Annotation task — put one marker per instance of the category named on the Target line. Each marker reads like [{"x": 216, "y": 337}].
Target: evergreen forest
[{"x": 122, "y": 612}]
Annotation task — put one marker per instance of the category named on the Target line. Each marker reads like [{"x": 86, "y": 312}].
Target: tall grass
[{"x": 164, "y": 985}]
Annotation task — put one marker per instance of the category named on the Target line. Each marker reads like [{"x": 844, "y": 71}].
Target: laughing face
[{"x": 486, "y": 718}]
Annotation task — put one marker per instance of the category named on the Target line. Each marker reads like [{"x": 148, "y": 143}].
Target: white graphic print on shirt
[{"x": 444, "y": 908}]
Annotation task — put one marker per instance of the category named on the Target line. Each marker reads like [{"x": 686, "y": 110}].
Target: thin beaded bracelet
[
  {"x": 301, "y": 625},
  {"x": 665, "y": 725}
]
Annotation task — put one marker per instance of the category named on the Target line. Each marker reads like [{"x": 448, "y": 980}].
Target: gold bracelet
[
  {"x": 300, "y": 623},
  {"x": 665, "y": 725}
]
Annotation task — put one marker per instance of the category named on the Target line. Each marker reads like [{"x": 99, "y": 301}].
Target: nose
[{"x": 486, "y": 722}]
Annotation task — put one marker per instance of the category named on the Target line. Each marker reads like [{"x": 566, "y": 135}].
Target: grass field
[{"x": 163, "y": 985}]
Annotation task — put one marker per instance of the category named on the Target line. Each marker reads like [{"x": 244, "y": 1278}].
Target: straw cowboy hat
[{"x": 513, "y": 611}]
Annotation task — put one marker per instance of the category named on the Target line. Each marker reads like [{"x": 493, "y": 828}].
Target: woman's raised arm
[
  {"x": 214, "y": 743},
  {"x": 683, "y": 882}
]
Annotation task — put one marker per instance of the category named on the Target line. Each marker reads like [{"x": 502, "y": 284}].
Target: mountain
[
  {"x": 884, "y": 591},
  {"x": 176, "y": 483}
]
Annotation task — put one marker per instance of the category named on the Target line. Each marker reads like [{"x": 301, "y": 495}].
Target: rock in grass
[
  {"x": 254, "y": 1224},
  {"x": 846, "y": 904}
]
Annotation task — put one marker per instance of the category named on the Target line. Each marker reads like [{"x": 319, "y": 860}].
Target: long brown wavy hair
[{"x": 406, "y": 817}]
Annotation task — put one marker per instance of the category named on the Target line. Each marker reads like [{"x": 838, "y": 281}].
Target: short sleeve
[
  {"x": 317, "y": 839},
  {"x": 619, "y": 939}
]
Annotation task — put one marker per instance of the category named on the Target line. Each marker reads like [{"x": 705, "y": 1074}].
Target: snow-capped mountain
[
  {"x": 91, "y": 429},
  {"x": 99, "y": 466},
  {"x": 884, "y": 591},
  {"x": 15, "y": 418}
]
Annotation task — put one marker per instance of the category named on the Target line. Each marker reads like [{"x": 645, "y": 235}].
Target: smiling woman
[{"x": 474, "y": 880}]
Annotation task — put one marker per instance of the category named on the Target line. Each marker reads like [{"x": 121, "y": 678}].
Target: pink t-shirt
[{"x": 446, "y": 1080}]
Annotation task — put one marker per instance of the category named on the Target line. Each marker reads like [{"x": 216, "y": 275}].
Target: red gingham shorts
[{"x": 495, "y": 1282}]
------------------------------
Reproduce the data in its entirety, matching each character.

**THE COMPLETED TASK:**
Annotation task — put one marker per instance of the category named on the Target line. Each marker reads like [{"x": 216, "y": 337}].
Target: evergreen forest
[{"x": 122, "y": 612}]
Annotation task — put one marker per instance of the category named on the Target line. Each marker reads like [{"x": 86, "y": 312}].
Target: tall grass
[{"x": 164, "y": 985}]
Annotation task — put one marker per instance of the category named on the Target line. Each marker reads like [{"x": 844, "y": 71}].
Target: laughing face
[{"x": 486, "y": 718}]
Annotation task — put one marker per instance of the category named on the Target line. Each marker reads like [{"x": 148, "y": 143}].
Target: white graphic print on shirt
[{"x": 444, "y": 908}]
Annotation task — put one marker per instance of the category named on the Target line. Each marker reads like [{"x": 686, "y": 110}].
Target: thin beaded bracelet
[
  {"x": 301, "y": 625},
  {"x": 665, "y": 725}
]
Annotation task — put one marker per instance of the category named on the Target line. Each marker reads like [{"x": 448, "y": 980}].
Target: gold bracelet
[
  {"x": 300, "y": 623},
  {"x": 665, "y": 725}
]
Annotation task — put one marker per instance of the category named on the Target line. Each marker reads like [{"x": 99, "y": 301}].
Target: nose
[{"x": 486, "y": 722}]
Annotation task — put one marker per instance of the category named on the Target line. Each marker reads like [{"x": 566, "y": 135}].
Target: grass field
[{"x": 163, "y": 985}]
Annotation task — put one marker per instance of the category named on the Target line. Each marker reads like [{"x": 244, "y": 1278}].
Target: straw cowboy hat
[{"x": 513, "y": 611}]
Annotation task — put one marker per instance of the category named on the Target line. Each marker reads like [{"x": 493, "y": 828}].
Target: woman's raised arm
[
  {"x": 214, "y": 743},
  {"x": 683, "y": 882}
]
Annotation task — put one marker per instance of the category named on the Target line. Each marker reads like [{"x": 502, "y": 284}].
Target: mountain
[
  {"x": 884, "y": 591},
  {"x": 176, "y": 483}
]
Annotation task — put one marker per instance of the category named on the Target line. Each marker reads like [{"x": 301, "y": 495}].
Target: rock in grass
[
  {"x": 254, "y": 1224},
  {"x": 846, "y": 904}
]
Annotation task — put one marker per instance of the category named on the Target line. Each marker reads like [{"x": 319, "y": 860}].
Target: long brown wavy hair
[{"x": 406, "y": 817}]
Annotation task — put one marker per instance of the category named on the Target line. Each marker reads like [{"x": 838, "y": 281}].
Target: short sleeve
[
  {"x": 317, "y": 839},
  {"x": 619, "y": 939}
]
Annotation task — put one marker per instance of the category named on the Target line. Each marker reads like [{"x": 705, "y": 1074}].
Target: snow-capped mountain
[
  {"x": 91, "y": 429},
  {"x": 99, "y": 466},
  {"x": 884, "y": 591},
  {"x": 15, "y": 418}
]
Annotation task — put one marker per instance of the category named on the Target line. Each marker reads like [{"x": 645, "y": 235}].
Target: smiling woman
[{"x": 474, "y": 880}]
Annotation task — put one marker per instance of the category named on the Target line. Each marker reads like [{"x": 121, "y": 678}].
Target: pink t-shirt
[{"x": 446, "y": 1080}]
Annotation task — put one marker per instance of the category named on the Target line. Each marker reads like [{"x": 216, "y": 275}].
Target: red gingham shorts
[{"x": 495, "y": 1282}]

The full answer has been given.